Comment: Re:Why contraception (Score 1) 301

by cbhacking (#47410581) Attached to: Wireless Contraception

This chip dispenses ludicrously tiny amounts of hormones. You might be able to use it for people who take certain other kinds of medicine regularly - my father is on thyroid pills for the rest of his life, for example, and those might be deliverable by such an implant - but the sheer volume requirements of insulin make it completely impractical for such a use. A single insulin reservoir (for a pump) is bigger than this entire chip, and is only good for a matter of days. Unless the chip could somehow manufacture the chemical out of nutrients from your bloodstream - a literal artificial pancreas - there's no way a diabetic could get insulin from it long enough to justify the operation of installing the thing.

Now, an implantable CGM (Continuous Glucose Monitor) that doesn't require a transdermal sensor and could possibly be installed in such a way that it gets *current* data on blood sugar levels... that would be handy as hell. Current CGMs provide readings that have a significant delay, which makes using them to guide an insulin pump dangerous and unreliable (the bolus of insulin required when you eat would arrive late, and then possibly would overcompensate).

Comment: Re:Read-Only Access to Avoid Paternity (Score 1) 301

by cbhacking (#47410503) Attached to: Wireless Contraception

Believe me, I would really like to see a reliable and reversible form of male contraception that didn't require a barrier. Granted, barriers are needed for STD prevention, but once past that point in the relationship (i.e. once we've been able to get tested) it would be really great to be able to just turn off (viable) sperm production entirely... without getting a probably-not-reversible surgical procedure, that is.

Unfortunately, for whatever reason (I am not any form of biologist or doctor), this seems to be hard. Maybe that's a false impression based on the amount of funding such research receives, maybe it's possible right now but has horrendous side effects, I don't know. All I know is that the only current option for birth control that a man can use requires a small monetary investment and a minor hassle every time you *might* ejaculate in your partner. Once-a-day pills wouldn't necessarily be any cheaper, but at least they could be taken at more convenient times and you wouldn't need to pop a second one to go for round two. Oh, and they wouldn't reduce sensation or constrict anything.

Sadly, the idea you call an "easy solution" is anything but easy. In fact, it's currently impossible.

Comment: Re:better than what we have now (Score 1) 247

I'm actually curious how abusive the father really was. None of the articles I read talked about that part.

Let's start with the obvious: I have absolutely no faith (ha!) in the competence of the Catholic Children's Aid Society to judge whether or not a given couple are fit to be parents. He and his sisters were taken because, quote, "allegations of abuse were against their parents". One presumes there was some degree of due process there, but "allegations" by themselves would not normally be considered sufficient evidence of actual abuse. A different article I read said the parents were young (quite believable, given the grandmother's age) and the fact that they apparently kept on having babies even though they kept being taken away does suggest a certain degree of... let's say "lack of wisdom" on their part. The (maternal) grandmother is also borderline clinically retarded (IQ of 69), which doesn't speak well for the mother's probable intelligence.

DATA EXTRACT:
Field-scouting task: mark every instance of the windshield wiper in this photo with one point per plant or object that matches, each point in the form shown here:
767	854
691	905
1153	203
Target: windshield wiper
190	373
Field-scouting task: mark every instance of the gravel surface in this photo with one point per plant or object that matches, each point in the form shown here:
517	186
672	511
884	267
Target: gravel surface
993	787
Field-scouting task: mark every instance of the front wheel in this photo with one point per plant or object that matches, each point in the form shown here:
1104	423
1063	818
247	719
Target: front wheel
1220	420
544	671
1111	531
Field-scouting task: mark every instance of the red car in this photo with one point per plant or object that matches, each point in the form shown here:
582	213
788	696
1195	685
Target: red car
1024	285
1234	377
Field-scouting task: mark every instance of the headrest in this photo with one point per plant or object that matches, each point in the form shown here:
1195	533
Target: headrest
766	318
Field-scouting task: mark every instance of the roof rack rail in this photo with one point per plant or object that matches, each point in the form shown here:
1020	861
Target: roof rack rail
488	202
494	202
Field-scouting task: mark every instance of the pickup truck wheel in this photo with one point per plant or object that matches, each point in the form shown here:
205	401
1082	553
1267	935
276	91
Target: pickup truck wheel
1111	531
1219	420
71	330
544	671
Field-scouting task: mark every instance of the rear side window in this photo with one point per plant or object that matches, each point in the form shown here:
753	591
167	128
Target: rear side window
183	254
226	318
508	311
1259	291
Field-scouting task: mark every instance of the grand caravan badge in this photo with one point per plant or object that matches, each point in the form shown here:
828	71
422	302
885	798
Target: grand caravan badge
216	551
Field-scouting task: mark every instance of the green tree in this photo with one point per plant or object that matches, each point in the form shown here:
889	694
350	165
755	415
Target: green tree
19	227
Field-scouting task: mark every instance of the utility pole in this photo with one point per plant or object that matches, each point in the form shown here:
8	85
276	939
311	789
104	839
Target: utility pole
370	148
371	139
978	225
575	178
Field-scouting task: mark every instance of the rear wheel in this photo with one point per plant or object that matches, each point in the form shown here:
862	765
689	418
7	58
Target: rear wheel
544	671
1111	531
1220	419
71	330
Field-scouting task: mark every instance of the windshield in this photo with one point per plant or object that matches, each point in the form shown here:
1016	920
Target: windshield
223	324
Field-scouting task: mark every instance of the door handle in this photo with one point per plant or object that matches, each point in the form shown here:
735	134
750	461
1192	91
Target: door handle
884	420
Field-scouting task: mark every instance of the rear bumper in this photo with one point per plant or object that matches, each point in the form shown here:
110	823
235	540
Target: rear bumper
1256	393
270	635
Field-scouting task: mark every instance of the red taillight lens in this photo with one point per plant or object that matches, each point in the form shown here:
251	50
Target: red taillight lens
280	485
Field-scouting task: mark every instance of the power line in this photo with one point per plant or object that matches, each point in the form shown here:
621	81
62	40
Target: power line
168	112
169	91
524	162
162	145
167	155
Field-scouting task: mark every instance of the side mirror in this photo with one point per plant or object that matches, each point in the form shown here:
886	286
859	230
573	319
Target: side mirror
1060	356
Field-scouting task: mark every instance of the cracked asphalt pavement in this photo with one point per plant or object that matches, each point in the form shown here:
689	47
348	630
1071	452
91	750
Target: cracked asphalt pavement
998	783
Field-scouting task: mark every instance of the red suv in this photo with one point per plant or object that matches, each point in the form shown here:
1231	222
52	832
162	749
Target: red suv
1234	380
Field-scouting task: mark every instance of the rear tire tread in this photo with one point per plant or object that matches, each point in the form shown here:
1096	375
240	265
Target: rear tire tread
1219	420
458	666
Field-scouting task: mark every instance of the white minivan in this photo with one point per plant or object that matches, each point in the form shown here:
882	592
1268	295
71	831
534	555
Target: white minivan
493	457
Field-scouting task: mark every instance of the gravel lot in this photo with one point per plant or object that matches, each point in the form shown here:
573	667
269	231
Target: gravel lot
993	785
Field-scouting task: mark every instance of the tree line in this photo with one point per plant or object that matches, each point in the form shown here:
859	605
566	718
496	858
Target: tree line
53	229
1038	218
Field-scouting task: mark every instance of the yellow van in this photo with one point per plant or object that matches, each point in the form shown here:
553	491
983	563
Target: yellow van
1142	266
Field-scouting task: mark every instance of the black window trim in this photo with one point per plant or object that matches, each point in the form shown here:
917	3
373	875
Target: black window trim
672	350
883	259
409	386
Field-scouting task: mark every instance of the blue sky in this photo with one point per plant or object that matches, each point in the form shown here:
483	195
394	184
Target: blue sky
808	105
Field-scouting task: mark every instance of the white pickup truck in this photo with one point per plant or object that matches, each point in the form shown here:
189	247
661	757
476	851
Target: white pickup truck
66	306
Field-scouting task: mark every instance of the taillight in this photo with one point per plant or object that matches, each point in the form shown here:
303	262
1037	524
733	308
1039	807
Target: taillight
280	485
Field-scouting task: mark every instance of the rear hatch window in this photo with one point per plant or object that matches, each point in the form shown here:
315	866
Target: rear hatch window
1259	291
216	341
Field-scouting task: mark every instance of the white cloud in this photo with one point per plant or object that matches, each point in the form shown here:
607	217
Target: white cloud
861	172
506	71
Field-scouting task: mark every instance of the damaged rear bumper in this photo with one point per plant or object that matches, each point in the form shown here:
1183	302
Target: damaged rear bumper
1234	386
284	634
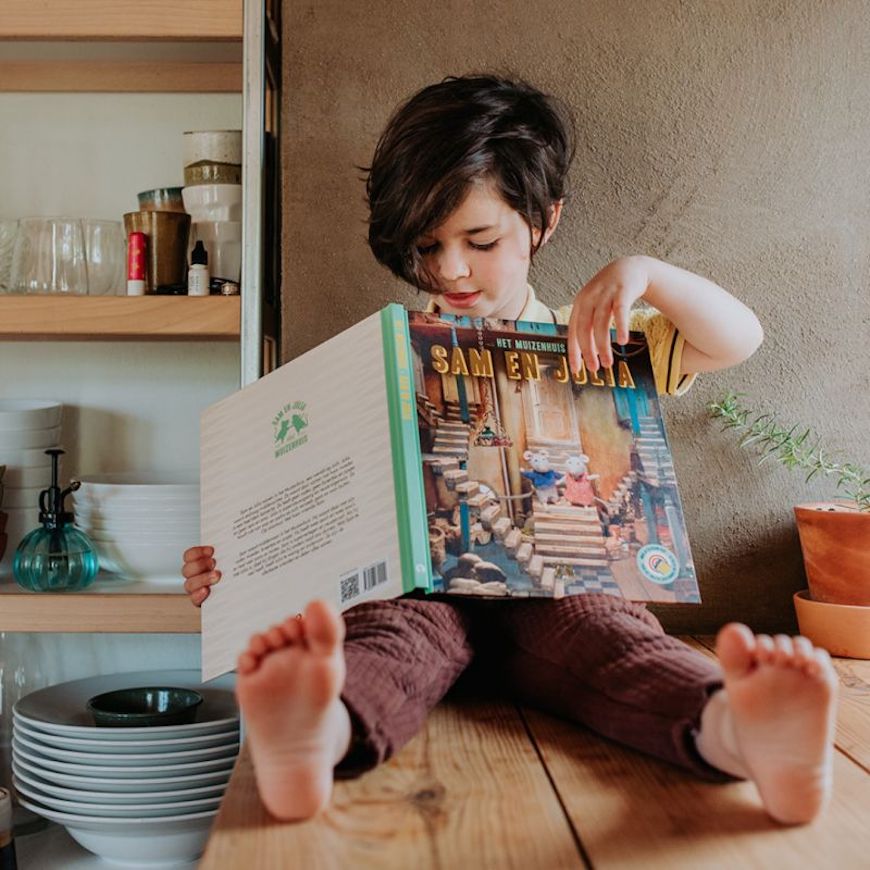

WHAT THE TASK ASKS: In the comments on wireless contraception, why is it dangerous and unreliable to use current continuous glucose monitors to guide an insulin pump? Answer in one to three sentences.

RESPONSE BOX: Current continuous glucose monitors give readings with a significant delay. Because of this, the bolus of insulin needed when a person eats would arrive late and might then overcompensate.